# Task to complete:
Gather every line in the records below that contains the string "bird", and copy each such line in full.

# Data shown:

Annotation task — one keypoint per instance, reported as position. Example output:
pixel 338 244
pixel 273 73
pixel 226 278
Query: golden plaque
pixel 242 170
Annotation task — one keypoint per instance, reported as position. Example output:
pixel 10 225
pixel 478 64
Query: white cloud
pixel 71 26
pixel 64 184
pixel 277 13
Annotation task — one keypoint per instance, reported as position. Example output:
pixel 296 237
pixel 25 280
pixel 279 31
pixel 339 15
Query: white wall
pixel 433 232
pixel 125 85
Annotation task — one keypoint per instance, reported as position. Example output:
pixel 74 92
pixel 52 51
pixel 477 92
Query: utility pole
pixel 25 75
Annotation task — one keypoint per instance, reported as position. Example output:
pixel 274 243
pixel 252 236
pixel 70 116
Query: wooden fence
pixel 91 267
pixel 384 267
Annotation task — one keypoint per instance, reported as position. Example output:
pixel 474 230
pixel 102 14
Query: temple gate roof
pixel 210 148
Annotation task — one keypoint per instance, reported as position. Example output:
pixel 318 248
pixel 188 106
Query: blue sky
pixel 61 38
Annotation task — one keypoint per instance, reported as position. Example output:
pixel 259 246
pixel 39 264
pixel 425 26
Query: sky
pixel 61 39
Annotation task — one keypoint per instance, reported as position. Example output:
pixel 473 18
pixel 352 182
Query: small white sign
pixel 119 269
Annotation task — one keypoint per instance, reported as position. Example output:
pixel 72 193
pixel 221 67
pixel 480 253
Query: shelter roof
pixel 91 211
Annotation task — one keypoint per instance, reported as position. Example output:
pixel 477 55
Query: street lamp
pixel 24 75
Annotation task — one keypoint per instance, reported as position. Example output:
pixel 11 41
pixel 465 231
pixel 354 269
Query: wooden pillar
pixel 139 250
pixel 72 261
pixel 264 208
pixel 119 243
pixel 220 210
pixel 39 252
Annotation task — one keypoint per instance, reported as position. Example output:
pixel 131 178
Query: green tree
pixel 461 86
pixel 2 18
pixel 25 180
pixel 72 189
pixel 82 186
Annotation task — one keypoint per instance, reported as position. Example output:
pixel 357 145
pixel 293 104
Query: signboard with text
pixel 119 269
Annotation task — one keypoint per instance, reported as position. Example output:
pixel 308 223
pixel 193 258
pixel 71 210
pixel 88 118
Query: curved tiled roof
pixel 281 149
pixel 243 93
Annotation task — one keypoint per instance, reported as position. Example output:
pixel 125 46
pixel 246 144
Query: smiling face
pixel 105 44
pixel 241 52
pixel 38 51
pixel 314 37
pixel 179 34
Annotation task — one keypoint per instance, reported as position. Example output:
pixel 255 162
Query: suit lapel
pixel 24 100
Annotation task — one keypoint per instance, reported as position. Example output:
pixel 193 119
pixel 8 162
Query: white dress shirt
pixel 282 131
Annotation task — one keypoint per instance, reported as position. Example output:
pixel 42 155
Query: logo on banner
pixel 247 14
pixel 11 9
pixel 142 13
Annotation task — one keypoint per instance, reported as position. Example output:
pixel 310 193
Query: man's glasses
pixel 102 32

---

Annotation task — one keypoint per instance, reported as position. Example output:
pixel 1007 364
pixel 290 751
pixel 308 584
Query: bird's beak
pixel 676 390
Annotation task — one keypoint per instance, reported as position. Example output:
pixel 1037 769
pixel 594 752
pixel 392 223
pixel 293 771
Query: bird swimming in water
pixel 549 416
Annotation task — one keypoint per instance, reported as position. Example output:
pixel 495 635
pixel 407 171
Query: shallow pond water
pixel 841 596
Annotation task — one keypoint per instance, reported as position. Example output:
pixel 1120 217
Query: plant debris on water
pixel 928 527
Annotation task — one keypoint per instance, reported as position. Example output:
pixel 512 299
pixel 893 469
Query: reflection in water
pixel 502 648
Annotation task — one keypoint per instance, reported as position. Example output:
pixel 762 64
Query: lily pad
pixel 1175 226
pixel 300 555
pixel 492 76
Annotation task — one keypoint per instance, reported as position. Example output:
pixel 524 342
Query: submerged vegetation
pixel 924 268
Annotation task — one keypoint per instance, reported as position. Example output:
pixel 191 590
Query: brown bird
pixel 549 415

# Full solution:
Query: bird's beak
Query: bird swimming in water
Query: brown bird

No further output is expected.